A deliveryman for food delivery platform Meituan stabbed a Miniso store employee to death on Sunday following an argument about an order, the police for the central Chinese city of Wuhan said, highlighting issues around increasingly popular lifestyle delivery services in the country.

Why it matters: The incident has sparked heated discussion on Chinese social media over the working conditions for the millions of food delivery drivers powering the rise of major internet lifestyle platforms.

Food delivery: Drivers take the risks. Platforms reap the rewards.

Details: Local police received an alert around 2 a.m. on Dec. 22 when witnesses reported that 32-year-old deliveryman, surnamed Chen, was attacking a store employee in a shopping mall in the Hongshan District of Wuhan, according to a post from its official account on microblogging platform Weibo.

  • Chen had a dispute with the employee, surnamed Zhou, when picking up orders from the chain store where he worked, although additional details were unclear.

__REQUIREMENT__. Continue the news report on the Wuhan delivery stabbing from the point where it stops.

__DATASET ROWS__.
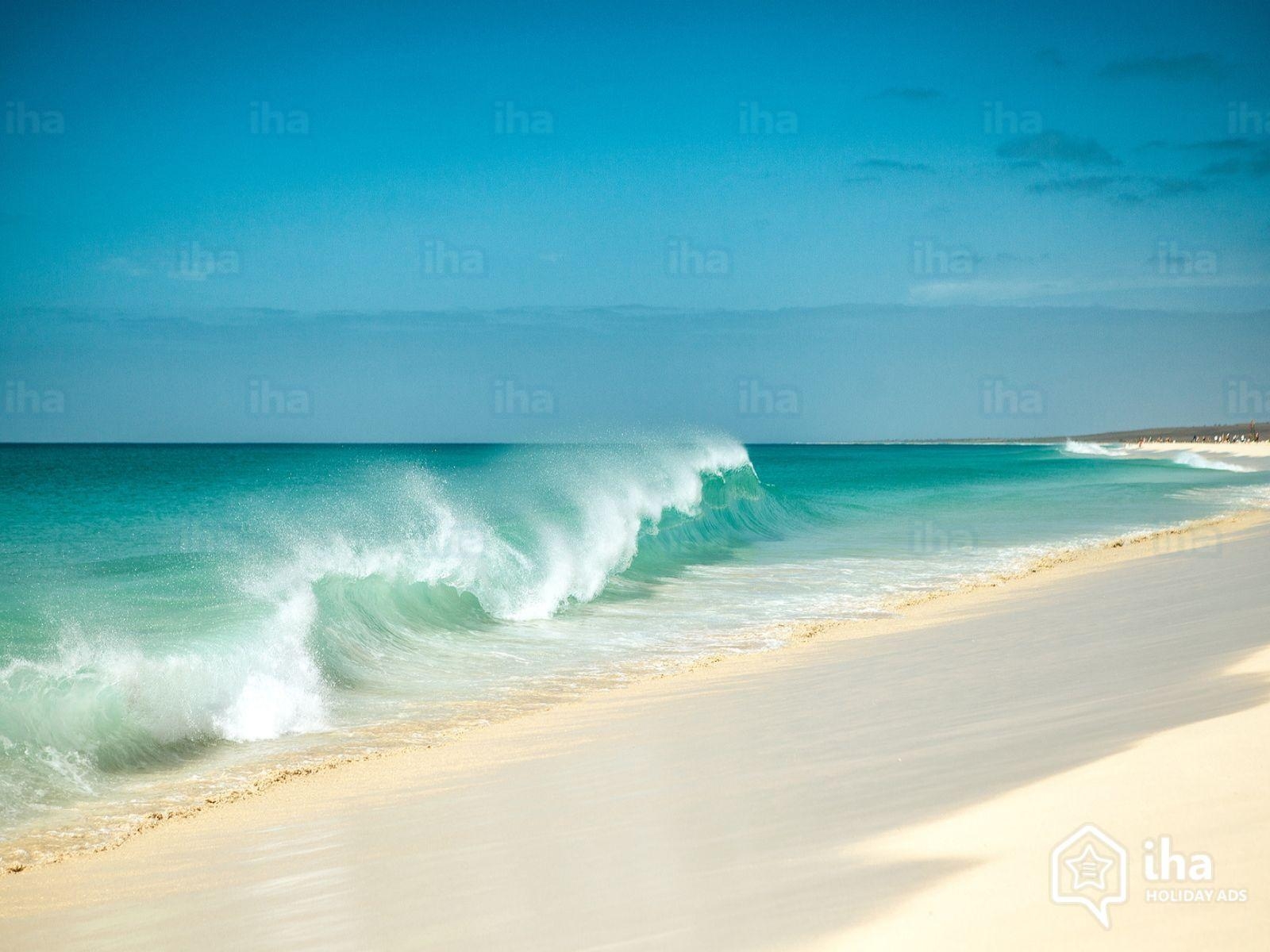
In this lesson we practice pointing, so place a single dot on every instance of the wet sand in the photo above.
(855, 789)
* * *
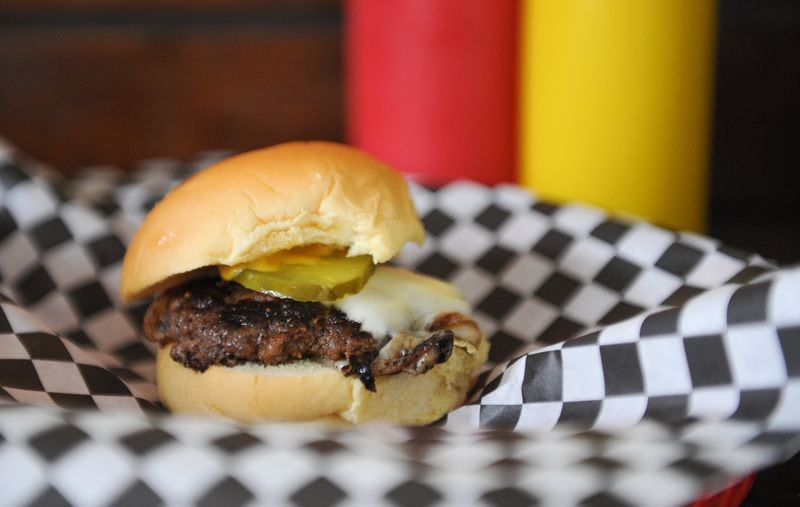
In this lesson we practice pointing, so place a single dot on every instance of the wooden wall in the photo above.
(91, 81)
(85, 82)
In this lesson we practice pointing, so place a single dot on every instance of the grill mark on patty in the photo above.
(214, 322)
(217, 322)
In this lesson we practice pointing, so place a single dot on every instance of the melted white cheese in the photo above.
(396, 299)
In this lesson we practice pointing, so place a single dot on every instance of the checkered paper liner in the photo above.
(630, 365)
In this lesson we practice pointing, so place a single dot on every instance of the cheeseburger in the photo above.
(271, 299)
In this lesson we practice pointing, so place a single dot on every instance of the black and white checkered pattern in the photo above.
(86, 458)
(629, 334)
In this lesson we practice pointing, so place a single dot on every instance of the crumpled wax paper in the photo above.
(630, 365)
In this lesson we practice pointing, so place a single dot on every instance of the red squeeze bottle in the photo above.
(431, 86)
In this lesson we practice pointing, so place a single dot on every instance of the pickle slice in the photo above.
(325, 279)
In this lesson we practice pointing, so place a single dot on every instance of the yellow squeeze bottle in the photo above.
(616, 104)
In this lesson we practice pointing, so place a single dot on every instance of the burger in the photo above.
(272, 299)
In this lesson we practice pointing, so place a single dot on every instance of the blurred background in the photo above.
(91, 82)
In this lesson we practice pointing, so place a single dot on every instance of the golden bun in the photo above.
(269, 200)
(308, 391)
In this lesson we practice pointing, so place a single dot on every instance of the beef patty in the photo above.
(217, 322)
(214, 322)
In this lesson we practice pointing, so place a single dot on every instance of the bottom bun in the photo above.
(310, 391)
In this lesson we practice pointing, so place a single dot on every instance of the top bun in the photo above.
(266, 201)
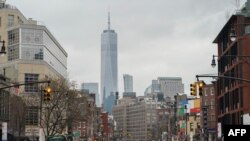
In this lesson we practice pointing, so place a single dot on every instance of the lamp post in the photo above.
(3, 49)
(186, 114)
--
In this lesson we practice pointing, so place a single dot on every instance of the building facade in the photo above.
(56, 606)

__EXERCISE OUTPUT__.
  • Following the incident, the deliveryman was put into criminal detention after struggling to escape (in Chinese).
  • Miniso, a Chinese low-cost chain retailer, confirmed that the victim was one of its employees at its Wuhan outlet.
  • Local media reports speculated that Chen was angry after Zhou wrote him a bad review on the Meituan platform. A Meituan announcement refuted the rumor, saying that Chen did not get a bad review for the order and the platform did not receive a complaint call about him.
  • Meituan added that they have set up an investigation group for the case and pledged to improve their services.
  • Comments on Weibo, or China’s version of Twitter, were mixed. Some sympathized with Chen, whom they speculated was working under intense pressure.
  • “It’s easy for people to go extremes when fined after days of hard work for only one bad review,” (our translation) a Weibo user going by the handle “Zhaoxiaopi Mulinsen” said, referring to delivery platform policy to dock pay for poor user feedback.
  • Others argued that no excuse should justify murder. “I only see a murder in this case,” another Weibo user nicknamed “Heibaihui Guduhuanzhe” commented.

Context: Delivery drivers are frequently migrant workers from remote areas who send money home to support family, and lack protections that come with an employee contract such as social and health insurance.

  • China’s food delivery market is now dominated by two top players—Meituan Dianping and Alibaba’s Ele.me—which employ a total of 6 million registered couriers.
  • Such market domination can translate into to low wages, leading to labor strikes.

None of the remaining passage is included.